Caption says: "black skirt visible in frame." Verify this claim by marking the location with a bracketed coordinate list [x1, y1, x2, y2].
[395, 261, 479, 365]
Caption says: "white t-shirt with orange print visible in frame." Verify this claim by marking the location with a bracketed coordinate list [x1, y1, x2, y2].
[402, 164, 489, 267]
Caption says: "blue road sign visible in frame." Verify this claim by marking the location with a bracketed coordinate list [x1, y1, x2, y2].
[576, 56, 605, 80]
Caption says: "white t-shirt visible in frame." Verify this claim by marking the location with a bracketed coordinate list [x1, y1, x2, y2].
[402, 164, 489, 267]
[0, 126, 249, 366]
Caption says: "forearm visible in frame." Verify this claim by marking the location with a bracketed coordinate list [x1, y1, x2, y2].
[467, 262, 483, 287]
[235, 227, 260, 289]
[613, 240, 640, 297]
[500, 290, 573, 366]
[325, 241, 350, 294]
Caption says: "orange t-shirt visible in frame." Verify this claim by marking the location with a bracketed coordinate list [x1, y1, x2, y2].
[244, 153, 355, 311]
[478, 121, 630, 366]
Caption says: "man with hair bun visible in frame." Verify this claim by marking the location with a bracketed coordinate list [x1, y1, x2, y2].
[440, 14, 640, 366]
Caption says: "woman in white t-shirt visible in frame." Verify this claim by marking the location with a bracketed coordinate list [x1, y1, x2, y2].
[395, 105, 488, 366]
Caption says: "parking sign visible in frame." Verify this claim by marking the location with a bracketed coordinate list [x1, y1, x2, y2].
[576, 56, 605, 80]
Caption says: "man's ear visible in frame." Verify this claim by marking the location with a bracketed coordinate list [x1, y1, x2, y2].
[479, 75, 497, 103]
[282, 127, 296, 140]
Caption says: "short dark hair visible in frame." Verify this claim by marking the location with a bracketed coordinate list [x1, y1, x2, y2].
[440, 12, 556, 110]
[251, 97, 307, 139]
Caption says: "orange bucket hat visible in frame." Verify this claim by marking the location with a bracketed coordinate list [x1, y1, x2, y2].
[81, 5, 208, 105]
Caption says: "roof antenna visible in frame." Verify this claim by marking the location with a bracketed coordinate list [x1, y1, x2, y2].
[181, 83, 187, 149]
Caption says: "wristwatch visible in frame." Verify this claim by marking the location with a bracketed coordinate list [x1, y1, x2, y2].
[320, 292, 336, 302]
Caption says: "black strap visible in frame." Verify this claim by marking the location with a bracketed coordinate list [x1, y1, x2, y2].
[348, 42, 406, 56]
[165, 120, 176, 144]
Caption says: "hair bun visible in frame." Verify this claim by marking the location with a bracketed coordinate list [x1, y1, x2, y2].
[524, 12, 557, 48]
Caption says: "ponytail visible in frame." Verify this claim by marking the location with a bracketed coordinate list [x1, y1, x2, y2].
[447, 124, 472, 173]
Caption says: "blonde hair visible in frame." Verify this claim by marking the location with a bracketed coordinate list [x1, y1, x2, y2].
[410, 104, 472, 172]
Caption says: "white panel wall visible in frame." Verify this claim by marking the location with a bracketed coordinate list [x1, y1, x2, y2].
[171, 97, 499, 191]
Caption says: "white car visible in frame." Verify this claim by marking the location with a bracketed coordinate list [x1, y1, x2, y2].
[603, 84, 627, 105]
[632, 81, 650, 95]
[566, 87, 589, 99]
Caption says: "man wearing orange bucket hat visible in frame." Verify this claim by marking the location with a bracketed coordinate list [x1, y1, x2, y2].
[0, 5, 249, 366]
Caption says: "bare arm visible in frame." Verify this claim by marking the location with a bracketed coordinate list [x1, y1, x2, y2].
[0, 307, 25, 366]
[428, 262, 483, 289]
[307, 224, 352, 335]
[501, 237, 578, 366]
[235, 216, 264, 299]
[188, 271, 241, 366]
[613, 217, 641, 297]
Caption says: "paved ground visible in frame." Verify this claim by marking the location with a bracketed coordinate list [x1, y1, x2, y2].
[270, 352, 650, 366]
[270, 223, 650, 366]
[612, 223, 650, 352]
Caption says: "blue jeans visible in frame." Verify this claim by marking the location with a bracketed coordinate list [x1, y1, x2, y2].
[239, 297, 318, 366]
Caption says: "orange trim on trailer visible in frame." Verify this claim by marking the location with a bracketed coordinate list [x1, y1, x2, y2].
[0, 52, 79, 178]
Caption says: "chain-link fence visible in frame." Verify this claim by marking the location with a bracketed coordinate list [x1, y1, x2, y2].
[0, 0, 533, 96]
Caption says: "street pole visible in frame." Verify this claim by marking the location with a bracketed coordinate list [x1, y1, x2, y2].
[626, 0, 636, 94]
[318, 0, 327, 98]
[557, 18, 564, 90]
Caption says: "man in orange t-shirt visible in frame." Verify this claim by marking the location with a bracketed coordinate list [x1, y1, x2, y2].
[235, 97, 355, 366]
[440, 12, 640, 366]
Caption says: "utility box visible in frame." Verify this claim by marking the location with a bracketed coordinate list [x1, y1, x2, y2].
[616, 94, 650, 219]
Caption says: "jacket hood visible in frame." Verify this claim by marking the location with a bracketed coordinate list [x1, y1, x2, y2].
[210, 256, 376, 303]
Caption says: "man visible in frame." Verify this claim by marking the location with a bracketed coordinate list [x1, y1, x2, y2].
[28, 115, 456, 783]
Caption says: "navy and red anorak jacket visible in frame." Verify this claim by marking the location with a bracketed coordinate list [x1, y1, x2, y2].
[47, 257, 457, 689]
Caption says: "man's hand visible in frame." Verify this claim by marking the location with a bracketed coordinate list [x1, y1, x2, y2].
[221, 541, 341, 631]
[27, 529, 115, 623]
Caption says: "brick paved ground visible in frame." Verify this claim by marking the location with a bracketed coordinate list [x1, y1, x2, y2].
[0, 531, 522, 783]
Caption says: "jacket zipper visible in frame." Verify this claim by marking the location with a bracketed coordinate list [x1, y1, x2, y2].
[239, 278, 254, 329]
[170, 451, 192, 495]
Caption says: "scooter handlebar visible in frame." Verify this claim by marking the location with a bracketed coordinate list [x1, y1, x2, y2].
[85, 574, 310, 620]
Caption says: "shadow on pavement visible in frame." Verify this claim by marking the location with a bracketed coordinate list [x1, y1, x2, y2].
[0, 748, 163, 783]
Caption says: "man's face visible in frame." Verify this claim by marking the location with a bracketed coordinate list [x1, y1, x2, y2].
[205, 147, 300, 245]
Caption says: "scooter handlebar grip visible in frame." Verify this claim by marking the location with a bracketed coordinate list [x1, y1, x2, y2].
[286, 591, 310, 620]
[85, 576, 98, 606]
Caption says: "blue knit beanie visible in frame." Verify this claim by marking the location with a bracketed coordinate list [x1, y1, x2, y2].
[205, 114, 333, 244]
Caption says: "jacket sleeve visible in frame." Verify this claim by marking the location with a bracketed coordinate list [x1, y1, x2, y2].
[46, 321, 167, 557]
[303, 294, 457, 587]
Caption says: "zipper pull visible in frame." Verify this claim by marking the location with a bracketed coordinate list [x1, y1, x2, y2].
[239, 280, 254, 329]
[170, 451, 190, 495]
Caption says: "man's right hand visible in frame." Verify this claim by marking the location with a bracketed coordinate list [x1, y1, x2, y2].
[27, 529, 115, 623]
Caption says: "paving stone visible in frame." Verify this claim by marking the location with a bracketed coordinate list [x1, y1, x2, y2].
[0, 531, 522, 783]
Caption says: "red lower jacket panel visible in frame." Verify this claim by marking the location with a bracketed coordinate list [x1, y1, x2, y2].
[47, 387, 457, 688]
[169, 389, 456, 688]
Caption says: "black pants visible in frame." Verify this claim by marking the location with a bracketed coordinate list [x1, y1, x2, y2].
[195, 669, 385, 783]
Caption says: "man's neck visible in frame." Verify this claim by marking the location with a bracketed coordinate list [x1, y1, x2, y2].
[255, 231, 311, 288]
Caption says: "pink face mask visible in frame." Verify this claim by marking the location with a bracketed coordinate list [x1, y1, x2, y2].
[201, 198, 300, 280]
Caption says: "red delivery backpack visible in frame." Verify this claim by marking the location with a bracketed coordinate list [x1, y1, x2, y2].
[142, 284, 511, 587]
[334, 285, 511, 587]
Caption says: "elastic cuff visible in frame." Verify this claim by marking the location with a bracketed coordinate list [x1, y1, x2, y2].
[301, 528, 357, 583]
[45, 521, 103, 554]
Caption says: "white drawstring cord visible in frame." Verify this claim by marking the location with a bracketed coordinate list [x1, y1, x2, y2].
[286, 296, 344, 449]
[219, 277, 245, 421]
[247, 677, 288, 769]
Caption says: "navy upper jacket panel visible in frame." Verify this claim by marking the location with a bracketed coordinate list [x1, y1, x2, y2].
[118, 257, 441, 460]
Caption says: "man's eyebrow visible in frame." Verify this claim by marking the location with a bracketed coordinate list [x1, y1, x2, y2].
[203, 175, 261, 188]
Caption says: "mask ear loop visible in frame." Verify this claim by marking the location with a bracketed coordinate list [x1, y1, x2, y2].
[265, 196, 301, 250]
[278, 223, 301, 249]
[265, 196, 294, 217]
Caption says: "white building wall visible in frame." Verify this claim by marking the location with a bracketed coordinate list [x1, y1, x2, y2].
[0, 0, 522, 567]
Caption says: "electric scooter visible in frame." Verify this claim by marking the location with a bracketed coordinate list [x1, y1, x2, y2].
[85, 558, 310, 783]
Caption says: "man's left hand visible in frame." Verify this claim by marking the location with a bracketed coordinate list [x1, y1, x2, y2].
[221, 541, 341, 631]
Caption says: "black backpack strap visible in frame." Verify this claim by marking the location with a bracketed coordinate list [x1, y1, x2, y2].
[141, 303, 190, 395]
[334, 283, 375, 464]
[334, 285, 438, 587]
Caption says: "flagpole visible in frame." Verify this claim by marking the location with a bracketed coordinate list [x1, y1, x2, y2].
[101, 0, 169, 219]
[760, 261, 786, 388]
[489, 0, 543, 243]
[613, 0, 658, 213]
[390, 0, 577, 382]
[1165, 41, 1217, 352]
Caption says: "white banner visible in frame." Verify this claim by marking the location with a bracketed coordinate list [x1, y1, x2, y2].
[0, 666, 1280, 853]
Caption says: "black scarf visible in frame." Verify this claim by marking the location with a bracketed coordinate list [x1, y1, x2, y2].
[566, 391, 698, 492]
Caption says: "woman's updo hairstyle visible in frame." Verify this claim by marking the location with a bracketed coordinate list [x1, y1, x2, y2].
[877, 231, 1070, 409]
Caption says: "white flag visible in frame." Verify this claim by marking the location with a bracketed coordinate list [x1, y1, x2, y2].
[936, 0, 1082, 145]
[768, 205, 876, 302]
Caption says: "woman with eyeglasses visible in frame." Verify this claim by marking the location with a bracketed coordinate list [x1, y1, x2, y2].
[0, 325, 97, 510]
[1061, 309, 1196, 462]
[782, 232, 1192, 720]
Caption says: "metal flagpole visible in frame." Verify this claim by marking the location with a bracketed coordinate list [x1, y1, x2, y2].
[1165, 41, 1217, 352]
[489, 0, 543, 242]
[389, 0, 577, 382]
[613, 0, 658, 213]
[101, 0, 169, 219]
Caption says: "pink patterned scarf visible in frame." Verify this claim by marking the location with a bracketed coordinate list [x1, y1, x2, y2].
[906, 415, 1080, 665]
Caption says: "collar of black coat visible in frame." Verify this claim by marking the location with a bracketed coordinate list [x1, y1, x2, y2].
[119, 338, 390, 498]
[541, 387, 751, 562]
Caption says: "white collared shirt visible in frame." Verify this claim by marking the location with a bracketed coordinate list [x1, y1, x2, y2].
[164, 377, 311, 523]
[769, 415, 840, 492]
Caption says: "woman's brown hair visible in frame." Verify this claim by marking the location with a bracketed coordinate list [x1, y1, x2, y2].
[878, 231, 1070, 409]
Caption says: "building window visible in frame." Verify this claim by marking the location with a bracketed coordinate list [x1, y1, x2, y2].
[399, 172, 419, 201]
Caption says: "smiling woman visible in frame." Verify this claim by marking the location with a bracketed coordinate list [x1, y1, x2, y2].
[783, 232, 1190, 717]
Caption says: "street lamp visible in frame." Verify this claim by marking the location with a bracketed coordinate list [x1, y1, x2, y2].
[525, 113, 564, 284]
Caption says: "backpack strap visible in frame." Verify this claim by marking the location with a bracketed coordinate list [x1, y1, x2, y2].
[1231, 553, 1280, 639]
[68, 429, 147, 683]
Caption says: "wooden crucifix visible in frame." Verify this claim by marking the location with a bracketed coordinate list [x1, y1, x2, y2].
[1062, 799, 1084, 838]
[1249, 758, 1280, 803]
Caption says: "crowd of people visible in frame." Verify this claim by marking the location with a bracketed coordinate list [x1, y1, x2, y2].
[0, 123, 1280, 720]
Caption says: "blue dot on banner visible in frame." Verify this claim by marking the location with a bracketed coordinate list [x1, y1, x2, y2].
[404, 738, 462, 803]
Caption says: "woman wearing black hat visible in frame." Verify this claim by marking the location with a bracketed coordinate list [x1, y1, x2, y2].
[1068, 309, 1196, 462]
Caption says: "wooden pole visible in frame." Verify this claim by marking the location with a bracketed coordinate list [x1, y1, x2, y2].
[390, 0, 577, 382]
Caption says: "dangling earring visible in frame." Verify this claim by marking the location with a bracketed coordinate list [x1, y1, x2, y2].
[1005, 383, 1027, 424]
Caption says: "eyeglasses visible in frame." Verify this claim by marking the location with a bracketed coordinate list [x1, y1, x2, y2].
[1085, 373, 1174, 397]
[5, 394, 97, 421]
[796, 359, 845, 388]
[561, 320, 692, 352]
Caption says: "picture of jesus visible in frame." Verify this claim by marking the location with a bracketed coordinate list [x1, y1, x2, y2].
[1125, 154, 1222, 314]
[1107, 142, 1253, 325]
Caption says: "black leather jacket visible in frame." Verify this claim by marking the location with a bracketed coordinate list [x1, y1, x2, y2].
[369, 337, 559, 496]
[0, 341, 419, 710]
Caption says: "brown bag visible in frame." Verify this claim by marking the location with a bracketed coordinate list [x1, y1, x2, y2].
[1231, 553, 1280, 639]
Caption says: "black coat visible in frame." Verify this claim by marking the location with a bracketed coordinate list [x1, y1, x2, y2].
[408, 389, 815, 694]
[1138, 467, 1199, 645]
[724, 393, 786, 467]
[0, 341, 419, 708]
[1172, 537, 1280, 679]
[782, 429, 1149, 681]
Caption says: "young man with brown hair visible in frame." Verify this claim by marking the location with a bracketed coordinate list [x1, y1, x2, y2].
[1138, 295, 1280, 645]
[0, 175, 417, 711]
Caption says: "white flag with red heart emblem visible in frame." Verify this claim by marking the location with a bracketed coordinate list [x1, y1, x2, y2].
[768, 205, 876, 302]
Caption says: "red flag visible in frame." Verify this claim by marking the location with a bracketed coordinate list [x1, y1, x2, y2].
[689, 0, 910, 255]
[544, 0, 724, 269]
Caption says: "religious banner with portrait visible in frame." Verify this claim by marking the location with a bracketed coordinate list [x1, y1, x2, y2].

▸ **Problem statement**: Rewrite the lines above, starting at the one containing "drawstring cord visible" and ending at the one containing "[203, 175, 261, 188]", as a JSON list of strings with one string per line and any blank lines left out.

▸ **The response**:
[
  "Caption says: \"white drawstring cord visible in frame.\" Verify this claim by marking the location with a bracketed coordinate list [x1, y1, x2, y2].",
  "[286, 296, 344, 449]",
  "[219, 277, 245, 421]",
  "[247, 677, 288, 769]",
  "Caption says: \"navy upper jacket panel visible in frame.\" Verify this claim by marking the location with a bracketed coordinate list [x1, y1, x2, y2].",
  "[118, 257, 441, 460]",
  "Caption says: \"man's eyebrow visible in frame.\" Verify this claim by marking the location with a bracketed coordinate list [x1, y1, x2, y2].",
  "[203, 175, 261, 188]"
]